**Recorded data**
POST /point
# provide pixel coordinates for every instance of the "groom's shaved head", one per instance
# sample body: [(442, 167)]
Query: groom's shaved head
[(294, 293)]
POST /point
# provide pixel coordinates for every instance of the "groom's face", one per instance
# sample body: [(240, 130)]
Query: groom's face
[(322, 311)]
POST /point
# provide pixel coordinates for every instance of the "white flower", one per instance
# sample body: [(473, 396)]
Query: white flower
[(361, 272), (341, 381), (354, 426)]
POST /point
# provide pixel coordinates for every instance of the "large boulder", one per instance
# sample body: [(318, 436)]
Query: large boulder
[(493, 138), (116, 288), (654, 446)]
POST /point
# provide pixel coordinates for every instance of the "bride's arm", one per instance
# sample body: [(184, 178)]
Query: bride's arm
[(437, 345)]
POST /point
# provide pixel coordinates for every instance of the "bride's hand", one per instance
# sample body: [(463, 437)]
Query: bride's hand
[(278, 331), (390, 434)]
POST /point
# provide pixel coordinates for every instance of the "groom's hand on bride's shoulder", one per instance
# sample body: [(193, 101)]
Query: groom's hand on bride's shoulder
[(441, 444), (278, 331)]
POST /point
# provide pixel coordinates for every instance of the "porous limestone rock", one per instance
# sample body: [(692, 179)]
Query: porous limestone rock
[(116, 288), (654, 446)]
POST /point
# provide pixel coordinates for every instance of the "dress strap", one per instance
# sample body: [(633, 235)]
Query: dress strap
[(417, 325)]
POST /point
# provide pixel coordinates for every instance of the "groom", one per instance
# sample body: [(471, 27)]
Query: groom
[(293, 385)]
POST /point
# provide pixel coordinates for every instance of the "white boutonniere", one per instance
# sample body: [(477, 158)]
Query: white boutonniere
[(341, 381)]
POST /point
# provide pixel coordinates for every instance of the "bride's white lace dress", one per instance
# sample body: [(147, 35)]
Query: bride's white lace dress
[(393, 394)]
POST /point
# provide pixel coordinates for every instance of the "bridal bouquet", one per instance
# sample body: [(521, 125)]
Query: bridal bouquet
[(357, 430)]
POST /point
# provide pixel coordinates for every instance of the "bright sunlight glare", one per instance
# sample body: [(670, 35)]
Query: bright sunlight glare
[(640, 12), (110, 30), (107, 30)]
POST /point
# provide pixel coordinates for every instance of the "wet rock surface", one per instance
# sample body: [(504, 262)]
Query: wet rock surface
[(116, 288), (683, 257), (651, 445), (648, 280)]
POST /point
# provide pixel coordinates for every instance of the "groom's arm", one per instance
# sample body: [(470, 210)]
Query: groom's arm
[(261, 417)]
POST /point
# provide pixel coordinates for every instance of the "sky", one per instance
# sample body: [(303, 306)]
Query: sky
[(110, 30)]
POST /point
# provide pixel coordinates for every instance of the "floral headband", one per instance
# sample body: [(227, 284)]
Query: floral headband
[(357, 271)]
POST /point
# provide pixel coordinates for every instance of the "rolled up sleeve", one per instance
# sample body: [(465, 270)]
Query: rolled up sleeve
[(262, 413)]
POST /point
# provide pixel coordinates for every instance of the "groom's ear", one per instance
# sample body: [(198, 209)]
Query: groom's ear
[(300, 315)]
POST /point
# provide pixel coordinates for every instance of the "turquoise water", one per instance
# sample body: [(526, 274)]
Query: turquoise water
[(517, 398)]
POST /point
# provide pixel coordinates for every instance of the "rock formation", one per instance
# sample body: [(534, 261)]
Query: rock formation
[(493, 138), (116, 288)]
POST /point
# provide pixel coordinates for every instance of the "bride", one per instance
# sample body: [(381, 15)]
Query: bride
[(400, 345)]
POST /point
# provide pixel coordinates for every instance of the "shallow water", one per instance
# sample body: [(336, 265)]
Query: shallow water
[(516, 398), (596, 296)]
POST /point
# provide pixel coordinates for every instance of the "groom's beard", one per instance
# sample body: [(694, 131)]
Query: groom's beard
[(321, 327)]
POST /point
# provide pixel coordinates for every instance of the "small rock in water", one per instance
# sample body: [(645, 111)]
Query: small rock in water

**Activity**
Each line of the listing needs to be transcribed exactly.

**Your response**
POST /point
# provide pixel coordinates for every instance of the "groom's shaved head", one per instance
# sample body: [(442, 167)]
Query: groom's shaved head
[(294, 293)]
POST /point
# provide pixel coordinates for every instance of the "groom's face", one per instance
# sample body: [(240, 130)]
Query: groom's face
[(322, 311)]
POST /point
# provide pixel coordinates for every instance of the "white flower", one per instance
# sample body: [(473, 396)]
Query: white flower
[(361, 272), (341, 381), (354, 426)]
POST /point
# provide pixel coordinates for every instance of the "large boulder", one per instance
# sample body: [(318, 436)]
Query: large boulder
[(493, 138), (116, 288), (654, 446)]
POST /point
# provide pixel coordinates for every instance of the "bride's arm", one per instance
# sample body: [(184, 178)]
Query: bride's arm
[(437, 345)]
POST /point
# provide pixel coordinates for every instance of the "bride's hand", one per instance
# sample body: [(463, 437)]
Query: bride's hand
[(278, 331), (390, 434)]
POST /point
# provide pixel coordinates for every instance of the "groom's hand on bride's shoulder", one per instance
# sample body: [(193, 101)]
Query: groom's hand on bride's shoulder
[(441, 444), (278, 331)]
POST /point
# provide pixel coordinates for every instance of the "porous limestone rock", one per instance
# sample body: [(692, 179)]
Query: porous limestone rock
[(116, 288), (654, 446)]
POST /point
# provide pixel coordinates for every instance of the "dress strap", one per instance
# sample body: [(633, 235)]
Query: dress strap
[(417, 325)]
POST /point
# provide pixel coordinates for every instance of the "groom", one per instance
# sample body: [(471, 27)]
Query: groom
[(293, 385)]
POST /point
# provide pixel coordinates for every instance of the "white boutonniere", one per instance
# sample body: [(477, 158)]
Query: white boutonniere
[(341, 381)]
POST /point
# provide pixel coordinates for every instance of the "bride's white lace dress", one per instance
# sample body: [(147, 35)]
Query: bride's white lace dress
[(393, 394)]
POST /point
# provide pixel coordinates for every instance of the "bridal bouquet", one per instance
# sample body: [(521, 125)]
Query: bridal bouquet
[(357, 430)]
POST /point
# provide pixel coordinates for every instance of the "bright sunlight glare", one per instance
# sample body: [(670, 35)]
Query: bright sunlight glare
[(640, 12), (110, 30), (107, 30)]
POST /point
# provide pixel coordinates for every instance of the "wet rock surface", one per instance
# sample body: [(504, 262)]
Query: wet rock surface
[(116, 288), (683, 257), (651, 445), (648, 280)]
POST /point
# provide pixel coordinates for every instance of the "groom's arm", one per instance
# sample body: [(470, 210)]
Query: groom's arm
[(261, 417)]
POST /point
# provide pixel coordinates for every instance of the "sky", one per instance
# sample body: [(303, 306)]
Query: sky
[(110, 30)]
POST /point
# provide pixel coordinates for every instance of the "floral headband", one per instance
# sample body: [(227, 284)]
Query: floral headband
[(357, 271)]
POST /point
# provide pixel coordinates for every instance of the "rolled up sleeve", one per instance
# sample body: [(465, 270)]
Query: rolled up sleeve
[(262, 413)]
POST /point
# provide pixel coordinates for every instance of the "groom's ear", one per instance
# sample body: [(198, 209)]
Query: groom's ear
[(300, 315)]
POST /point
# provide pixel coordinates for every instance of the "turquoise water", one per instance
# sample body: [(526, 274)]
Query: turquoise water
[(517, 398)]
POST /point
# provide pixel coordinates for every instance of the "rock formation", one per instance
# sample body: [(534, 261)]
Query: rock formation
[(493, 138), (116, 288)]
POST /point
# provide pixel coordinates for every instance of the "bride", one per instance
# sample body: [(381, 15)]
Query: bride
[(400, 345)]
POST /point
# provide pixel coordinates for every instance of the "shallow water", one per instance
# sample body: [(336, 265)]
Query: shallow water
[(516, 398), (596, 296)]
POST /point
# provide pixel coordinates for every instance of the "groom's beard", one per instance
# sample body: [(694, 131)]
Query: groom's beard
[(321, 327)]
POST /point
# provide pixel coordinates for every instance of the "small rock in water", one per instance
# sample body: [(645, 111)]
Query: small rock in water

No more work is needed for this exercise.